Input Start Marker

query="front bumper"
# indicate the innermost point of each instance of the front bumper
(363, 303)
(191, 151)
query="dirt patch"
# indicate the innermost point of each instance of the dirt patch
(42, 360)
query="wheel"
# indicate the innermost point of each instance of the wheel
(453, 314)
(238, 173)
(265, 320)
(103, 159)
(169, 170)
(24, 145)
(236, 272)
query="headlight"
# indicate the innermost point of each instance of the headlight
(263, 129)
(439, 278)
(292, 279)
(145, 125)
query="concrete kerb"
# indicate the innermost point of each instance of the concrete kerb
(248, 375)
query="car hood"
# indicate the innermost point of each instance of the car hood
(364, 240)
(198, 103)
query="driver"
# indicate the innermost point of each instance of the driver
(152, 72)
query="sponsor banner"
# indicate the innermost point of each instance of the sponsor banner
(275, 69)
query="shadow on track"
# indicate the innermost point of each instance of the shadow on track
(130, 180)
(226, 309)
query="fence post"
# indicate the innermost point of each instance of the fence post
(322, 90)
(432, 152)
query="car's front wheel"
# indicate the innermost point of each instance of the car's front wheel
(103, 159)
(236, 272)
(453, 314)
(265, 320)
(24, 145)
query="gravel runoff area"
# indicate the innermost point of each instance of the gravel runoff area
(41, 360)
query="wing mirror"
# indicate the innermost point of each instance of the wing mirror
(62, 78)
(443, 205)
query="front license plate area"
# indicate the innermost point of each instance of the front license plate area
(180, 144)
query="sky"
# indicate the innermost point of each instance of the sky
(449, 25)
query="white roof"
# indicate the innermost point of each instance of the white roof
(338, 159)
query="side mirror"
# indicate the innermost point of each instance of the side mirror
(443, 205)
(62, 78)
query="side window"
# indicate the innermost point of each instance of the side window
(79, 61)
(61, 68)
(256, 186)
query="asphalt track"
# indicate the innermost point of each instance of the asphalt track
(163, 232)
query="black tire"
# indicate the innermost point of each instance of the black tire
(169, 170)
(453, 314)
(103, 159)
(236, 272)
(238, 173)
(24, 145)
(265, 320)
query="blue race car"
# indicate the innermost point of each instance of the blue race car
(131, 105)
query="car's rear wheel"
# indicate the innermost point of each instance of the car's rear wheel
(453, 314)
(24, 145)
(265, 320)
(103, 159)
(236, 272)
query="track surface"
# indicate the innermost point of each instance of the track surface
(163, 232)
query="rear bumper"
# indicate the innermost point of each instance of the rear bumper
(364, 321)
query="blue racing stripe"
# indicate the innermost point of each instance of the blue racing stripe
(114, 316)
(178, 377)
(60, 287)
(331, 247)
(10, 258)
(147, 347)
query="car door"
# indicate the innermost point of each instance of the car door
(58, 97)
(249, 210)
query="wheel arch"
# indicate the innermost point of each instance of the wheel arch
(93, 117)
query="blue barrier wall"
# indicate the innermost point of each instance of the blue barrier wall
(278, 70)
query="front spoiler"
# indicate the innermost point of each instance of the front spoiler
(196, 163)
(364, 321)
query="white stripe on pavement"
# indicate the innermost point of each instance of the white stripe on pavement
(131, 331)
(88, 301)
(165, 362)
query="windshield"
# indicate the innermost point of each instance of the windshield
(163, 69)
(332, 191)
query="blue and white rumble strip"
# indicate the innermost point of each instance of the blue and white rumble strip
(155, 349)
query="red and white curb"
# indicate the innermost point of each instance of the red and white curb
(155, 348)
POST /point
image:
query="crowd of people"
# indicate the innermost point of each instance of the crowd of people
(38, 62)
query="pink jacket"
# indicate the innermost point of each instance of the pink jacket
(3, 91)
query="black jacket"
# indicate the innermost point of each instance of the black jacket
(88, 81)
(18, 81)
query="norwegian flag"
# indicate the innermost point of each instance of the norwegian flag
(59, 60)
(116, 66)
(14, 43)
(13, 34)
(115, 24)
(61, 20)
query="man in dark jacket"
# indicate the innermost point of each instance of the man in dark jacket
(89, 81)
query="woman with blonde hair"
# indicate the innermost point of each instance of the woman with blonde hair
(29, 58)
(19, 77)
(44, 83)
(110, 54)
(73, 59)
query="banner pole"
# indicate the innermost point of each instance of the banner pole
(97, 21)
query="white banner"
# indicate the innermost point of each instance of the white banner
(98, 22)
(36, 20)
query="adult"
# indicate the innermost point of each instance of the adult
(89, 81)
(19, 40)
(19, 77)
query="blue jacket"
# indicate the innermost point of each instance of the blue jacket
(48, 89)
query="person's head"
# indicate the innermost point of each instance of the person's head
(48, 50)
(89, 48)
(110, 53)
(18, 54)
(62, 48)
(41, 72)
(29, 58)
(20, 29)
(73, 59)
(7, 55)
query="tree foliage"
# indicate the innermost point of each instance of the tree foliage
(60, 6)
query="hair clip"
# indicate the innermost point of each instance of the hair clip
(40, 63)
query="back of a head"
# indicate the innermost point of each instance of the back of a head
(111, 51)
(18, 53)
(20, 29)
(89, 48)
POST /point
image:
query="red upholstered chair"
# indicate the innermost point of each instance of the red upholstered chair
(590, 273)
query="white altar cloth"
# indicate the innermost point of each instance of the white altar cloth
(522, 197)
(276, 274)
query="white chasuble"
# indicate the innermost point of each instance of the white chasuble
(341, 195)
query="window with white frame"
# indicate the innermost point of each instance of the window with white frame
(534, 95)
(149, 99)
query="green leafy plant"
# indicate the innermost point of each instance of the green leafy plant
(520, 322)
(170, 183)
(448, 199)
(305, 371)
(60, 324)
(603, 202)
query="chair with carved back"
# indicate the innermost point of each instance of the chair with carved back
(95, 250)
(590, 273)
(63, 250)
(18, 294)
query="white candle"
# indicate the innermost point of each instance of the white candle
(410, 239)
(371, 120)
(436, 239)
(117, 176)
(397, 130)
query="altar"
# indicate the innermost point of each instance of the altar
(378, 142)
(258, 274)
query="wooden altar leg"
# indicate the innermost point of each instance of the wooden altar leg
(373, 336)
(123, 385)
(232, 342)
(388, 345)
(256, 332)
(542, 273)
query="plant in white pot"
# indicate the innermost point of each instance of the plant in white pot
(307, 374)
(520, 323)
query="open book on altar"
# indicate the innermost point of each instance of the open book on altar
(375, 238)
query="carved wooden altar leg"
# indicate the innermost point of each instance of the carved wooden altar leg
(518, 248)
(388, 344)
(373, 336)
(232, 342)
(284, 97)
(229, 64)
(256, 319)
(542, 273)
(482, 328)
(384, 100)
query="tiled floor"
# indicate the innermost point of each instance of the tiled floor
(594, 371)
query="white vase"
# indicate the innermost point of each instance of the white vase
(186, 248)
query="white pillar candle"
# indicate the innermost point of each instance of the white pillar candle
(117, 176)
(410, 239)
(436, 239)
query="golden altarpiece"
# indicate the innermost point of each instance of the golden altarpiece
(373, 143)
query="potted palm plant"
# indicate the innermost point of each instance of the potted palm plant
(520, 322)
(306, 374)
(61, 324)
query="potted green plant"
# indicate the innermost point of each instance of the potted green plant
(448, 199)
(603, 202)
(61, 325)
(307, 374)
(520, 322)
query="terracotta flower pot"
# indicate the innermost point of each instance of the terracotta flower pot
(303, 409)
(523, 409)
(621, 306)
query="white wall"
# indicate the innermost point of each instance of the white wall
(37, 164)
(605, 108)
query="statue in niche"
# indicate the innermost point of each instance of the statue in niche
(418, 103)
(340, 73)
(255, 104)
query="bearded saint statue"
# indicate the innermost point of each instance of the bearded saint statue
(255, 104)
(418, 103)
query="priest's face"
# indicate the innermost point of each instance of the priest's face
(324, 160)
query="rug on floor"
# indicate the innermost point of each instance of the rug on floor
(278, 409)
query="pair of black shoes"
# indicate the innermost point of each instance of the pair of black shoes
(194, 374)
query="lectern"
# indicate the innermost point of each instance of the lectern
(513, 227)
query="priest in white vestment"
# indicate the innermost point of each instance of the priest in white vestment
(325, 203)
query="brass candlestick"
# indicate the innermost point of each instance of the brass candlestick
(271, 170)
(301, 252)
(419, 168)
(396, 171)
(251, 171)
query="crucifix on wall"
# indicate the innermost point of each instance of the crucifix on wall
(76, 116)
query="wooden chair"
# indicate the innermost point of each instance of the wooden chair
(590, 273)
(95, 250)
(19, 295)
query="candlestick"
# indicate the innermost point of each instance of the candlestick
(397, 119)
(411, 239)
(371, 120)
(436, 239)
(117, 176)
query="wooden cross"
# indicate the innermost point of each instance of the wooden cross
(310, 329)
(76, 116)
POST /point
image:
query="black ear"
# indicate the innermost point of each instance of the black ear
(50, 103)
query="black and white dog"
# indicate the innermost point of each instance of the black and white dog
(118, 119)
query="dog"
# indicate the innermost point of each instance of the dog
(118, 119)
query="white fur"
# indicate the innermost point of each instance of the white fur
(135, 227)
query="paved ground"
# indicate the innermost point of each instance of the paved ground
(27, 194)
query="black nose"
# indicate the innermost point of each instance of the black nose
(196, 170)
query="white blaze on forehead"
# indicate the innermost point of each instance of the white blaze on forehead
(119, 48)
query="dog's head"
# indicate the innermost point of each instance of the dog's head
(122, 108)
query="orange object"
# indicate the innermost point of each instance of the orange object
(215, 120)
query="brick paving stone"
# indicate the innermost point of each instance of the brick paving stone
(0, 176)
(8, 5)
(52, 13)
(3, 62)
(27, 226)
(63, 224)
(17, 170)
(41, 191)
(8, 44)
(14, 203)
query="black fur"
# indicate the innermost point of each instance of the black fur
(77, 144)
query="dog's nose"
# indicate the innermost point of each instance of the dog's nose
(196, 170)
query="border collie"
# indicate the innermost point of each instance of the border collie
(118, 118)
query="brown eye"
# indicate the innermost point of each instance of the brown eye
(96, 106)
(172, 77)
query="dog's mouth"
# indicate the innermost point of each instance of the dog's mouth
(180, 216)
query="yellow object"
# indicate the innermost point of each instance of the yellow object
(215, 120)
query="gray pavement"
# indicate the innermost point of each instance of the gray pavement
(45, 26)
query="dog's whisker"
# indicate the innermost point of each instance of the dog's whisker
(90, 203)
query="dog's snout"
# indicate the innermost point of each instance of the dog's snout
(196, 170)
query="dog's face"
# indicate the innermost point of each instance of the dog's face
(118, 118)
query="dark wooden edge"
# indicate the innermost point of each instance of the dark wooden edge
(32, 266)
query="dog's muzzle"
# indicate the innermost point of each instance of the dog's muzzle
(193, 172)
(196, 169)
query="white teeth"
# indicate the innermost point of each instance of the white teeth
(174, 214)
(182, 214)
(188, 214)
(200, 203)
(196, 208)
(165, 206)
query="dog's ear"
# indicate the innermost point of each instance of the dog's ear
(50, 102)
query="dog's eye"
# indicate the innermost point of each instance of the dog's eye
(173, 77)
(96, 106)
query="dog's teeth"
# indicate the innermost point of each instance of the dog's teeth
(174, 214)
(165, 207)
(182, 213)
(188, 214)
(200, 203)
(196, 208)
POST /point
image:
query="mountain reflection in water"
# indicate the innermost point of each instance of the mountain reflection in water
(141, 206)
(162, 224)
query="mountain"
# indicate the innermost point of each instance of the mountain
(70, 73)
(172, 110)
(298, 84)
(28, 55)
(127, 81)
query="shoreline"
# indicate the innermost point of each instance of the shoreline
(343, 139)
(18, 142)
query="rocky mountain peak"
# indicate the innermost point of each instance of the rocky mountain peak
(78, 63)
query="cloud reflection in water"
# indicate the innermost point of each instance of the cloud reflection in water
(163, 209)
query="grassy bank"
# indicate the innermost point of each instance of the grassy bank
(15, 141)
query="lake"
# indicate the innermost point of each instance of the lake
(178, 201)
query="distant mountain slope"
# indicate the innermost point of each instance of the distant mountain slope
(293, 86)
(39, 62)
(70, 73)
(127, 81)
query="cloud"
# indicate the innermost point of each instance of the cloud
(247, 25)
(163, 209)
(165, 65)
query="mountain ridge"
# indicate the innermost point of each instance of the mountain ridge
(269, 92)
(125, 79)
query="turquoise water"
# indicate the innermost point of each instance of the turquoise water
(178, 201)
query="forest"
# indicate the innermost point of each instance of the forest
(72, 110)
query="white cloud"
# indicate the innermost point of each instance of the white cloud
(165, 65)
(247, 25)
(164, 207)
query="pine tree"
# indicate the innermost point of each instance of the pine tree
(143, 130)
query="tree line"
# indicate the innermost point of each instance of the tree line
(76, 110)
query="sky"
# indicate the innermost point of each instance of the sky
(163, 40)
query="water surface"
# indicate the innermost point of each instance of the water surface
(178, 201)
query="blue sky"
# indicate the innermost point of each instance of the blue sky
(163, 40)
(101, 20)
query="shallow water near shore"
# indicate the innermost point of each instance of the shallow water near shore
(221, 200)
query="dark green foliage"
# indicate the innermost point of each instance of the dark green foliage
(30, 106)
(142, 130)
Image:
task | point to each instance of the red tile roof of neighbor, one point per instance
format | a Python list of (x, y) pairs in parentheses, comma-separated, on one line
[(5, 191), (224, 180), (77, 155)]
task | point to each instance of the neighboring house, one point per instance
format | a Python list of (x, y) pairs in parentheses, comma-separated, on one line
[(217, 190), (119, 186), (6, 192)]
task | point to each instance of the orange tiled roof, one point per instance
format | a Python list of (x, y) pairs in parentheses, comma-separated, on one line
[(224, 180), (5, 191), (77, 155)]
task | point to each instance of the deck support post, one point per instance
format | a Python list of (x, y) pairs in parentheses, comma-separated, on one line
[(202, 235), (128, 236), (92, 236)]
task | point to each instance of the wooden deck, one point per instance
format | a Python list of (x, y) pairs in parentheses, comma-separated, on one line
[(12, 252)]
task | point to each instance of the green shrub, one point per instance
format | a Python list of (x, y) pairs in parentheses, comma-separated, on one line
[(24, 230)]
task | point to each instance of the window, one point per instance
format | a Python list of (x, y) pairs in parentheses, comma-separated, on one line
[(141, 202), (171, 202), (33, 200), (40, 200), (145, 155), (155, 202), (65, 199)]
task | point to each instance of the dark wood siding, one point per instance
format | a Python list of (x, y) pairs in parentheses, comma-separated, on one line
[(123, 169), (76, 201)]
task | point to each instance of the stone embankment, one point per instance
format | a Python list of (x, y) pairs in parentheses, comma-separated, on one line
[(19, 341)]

Input End Marker

▶ _Assignment_: Only the lines holding the word "deck" belong in the answer; copy them from the listing above.

▶ _Expected answer_:
task | point to each instance of the deck support post, one point per instance
task | point to each instance of the wooden deck, one point per instance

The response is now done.